## TASK DETAILS
Using the listing that follows, filter out every line lacking the string "above" and return the rest.

## DATASET RECORDS
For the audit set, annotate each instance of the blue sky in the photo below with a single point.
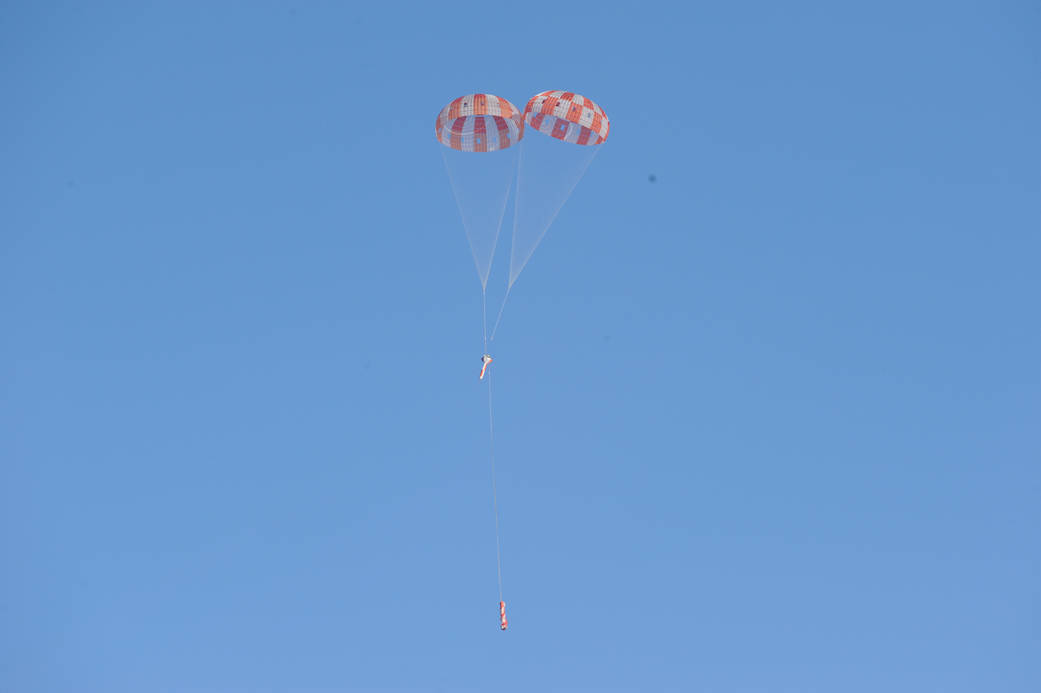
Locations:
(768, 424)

==

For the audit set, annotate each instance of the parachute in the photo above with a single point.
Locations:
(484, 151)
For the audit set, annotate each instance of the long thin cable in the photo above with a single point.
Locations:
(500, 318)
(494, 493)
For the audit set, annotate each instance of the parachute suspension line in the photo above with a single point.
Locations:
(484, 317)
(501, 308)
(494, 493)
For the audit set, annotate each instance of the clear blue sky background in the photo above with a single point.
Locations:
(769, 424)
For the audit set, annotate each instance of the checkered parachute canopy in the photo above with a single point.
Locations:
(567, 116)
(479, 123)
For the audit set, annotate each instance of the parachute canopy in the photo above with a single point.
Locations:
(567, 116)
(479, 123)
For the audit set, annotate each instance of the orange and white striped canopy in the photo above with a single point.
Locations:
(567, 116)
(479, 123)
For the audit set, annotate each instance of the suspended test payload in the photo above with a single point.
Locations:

## RESPONSE BOX
For the audit set, annotate each instance of the parachute in the photo above with a single point.
For the audit set, annotate each instance of the long thin cable in the photo above with a single point.
For the audit set, annotate each instance of the parachute suspension line in the photo above with a single point.
For the audit set, annotate each instance of the clear blue sky background in the photo above with a single point.
For the audit set, annotate each instance of the checkered parachute canopy in the photo above with a single point.
For the audit set, annotate each instance of the parachute canopy in the photo above with a single point.
For the audit set, annotate each instance of the orange and white striped canopy in the photo above with a single point.
For the audit set, annotate each instance of the suspended test payload in the photo above with a single point.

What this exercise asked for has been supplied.